# [Exercise brief]
The response must be a precise copy of the records that follow.

--- Given information Enclosed Below ---

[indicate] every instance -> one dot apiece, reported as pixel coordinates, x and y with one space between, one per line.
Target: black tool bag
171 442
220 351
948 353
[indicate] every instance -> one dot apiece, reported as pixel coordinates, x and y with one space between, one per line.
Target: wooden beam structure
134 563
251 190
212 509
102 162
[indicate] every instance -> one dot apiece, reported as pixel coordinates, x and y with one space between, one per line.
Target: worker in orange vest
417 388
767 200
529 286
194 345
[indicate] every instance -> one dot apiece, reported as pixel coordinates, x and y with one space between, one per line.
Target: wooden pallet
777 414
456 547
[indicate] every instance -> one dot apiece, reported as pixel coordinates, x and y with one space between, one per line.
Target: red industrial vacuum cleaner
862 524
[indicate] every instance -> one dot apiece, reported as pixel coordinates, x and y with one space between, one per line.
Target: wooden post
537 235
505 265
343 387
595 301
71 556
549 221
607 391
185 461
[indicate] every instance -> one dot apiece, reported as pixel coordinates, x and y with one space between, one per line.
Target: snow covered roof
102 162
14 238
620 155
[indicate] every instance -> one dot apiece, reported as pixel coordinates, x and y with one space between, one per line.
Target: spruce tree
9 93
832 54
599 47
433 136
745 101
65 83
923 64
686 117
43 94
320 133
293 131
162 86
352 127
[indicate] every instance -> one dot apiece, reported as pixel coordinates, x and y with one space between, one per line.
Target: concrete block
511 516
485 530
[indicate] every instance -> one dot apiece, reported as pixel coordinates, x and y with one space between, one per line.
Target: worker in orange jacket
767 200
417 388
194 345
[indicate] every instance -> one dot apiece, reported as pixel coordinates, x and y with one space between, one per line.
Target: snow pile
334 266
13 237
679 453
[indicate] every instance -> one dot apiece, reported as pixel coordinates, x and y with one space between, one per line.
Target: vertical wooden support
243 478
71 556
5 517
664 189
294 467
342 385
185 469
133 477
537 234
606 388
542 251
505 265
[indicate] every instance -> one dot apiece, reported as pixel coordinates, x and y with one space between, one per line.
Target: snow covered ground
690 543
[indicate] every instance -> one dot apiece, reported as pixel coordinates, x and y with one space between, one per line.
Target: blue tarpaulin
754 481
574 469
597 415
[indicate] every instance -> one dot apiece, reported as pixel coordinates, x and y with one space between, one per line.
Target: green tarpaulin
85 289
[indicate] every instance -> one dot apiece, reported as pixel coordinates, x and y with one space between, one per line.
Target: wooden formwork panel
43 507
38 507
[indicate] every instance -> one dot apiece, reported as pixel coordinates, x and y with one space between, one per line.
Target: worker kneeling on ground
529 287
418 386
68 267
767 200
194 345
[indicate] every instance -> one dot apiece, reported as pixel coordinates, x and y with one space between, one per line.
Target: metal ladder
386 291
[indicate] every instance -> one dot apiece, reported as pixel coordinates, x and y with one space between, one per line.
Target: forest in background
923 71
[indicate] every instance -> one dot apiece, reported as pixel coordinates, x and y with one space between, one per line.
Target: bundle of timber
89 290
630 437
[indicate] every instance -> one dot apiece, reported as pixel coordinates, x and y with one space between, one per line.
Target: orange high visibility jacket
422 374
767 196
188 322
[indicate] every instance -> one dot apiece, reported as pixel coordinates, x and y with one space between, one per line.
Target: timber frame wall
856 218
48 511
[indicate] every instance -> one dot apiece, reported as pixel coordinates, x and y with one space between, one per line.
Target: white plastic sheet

--- End of Enclosed Given information ---

# [Answer for this exercise]
[indicate] every instance -> one dot apiece, reported as pixel coordinates, x and y with one space between, one per line.
Target: black tool bag
171 442
220 351
948 353
[indicate] every instance -> one dot apiece, reported as pixel coordinates, x and y with one space between, one per line.
Target: wooden beam structure
134 563
251 190
212 509
102 162
[indicate] every instance -> one dot apiece, reported as pixel coordinates, x and y with one space between, one per line.
Target: worker in orange vest
417 388
767 200
529 286
194 345
[indicate] every instance -> one dot apiece, reported as pixel coordinates, x and y with one space between, one per line.
Target: wooden pallet
777 414
456 547
[indicate] every instance -> one dot apiece, reported as pixel coordinates, x and y with one space between, one per line.
Target: red industrial vacuum cleaner
862 524
[indicate] every instance -> one dot apiece, reported as pixel coordinates, x and y with one space between, one per line.
Target: wooden post
537 235
505 265
343 387
595 301
71 556
549 221
607 391
185 461
[indicate] every instance -> one dot apiece, reported as pixel coordinates, x and y with one space between, one per line.
Target: snow covered roof
102 162
14 238
620 155
[indicate] every instance -> one dot apiece, reported as pixel coordinates, x and y with one space between, one per line.
Target: spruce tree
9 93
832 54
599 47
433 136
745 101
65 83
923 64
686 117
43 94
320 133
293 131
162 86
352 127
[indicate] every instance -> one dot apiece, reported as pixel coordinates, x and y with one space between, one per line.
Target: concrete block
511 516
485 530
[indicate] every instance -> one dot apiece, reported as pixel coordinates, x and y with one space between, one per line.
Target: worker in orange jacket
767 200
417 388
194 345
[indicate] every instance -> one dot apiece, reported as pixel coordinates, x and y with one space between, one per line.
Target: snow pile
334 266
13 237
679 453
[indicate] every instance -> one dot apiece, reported as pixel coordinates, x and y with one space between, one per line.
Target: vertical wooden support
243 478
71 556
5 517
664 189
294 467
342 385
185 469
133 477
537 234
606 388
542 251
505 265
[indicate] every instance -> one dot apiece, reported as pixel coordinates, x and y with one space between, one per line.
Target: snow covered ground
690 543
[indicate] every instance -> one dot apiece, reported as pixel coordinates, x and y with one space between, one per line.
Target: blue tarpaulin
754 481
574 469
597 415
[indicate] every instance -> one dot apiece, reported as pixel coordinates, x and y with one space between, one per line.
Target: green tarpaulin
85 289
[indicate] every instance -> one dot apiece, reported as pixel coordinates, x and y with one space between, one per line.
Target: wooden formwork panel
43 507
38 507
[indicate] every instance -> one dot apiece, reported as pixel coordinates, x and y with one space between, one per line.
Target: worker kneeling on ground
529 287
418 386
68 267
767 200
194 345
[indicate] every instance -> one dot apiece, reported as pixel coordinates, x and y with one space between, one per line.
Target: metal ladder
386 291
[indicate] every instance -> one dot apiece, reported as pixel coordinates, x and y with one space between, one per line.
Target: forest in background
923 71
[indicate] every instance -> one dot apiece, reported as pixel coordinates, x and y with one space between, one per line.
Target: bundle of timber
89 290
630 437
[indicate] every instance -> one dot apiece, reported as pixel coordinates, x and y with one space between, one per line.
Target: orange high visibility jacket
422 374
767 196
188 322
[indicate] every instance -> one dot apiece, reported as pixel coordinates, x and y with one space between, one per line.
Target: timber frame wall
856 218
48 511
[indicate] every instance -> one dot apiece, reported as pixel coordinates, x and y with one space between, one per line.
Target: white plastic sheet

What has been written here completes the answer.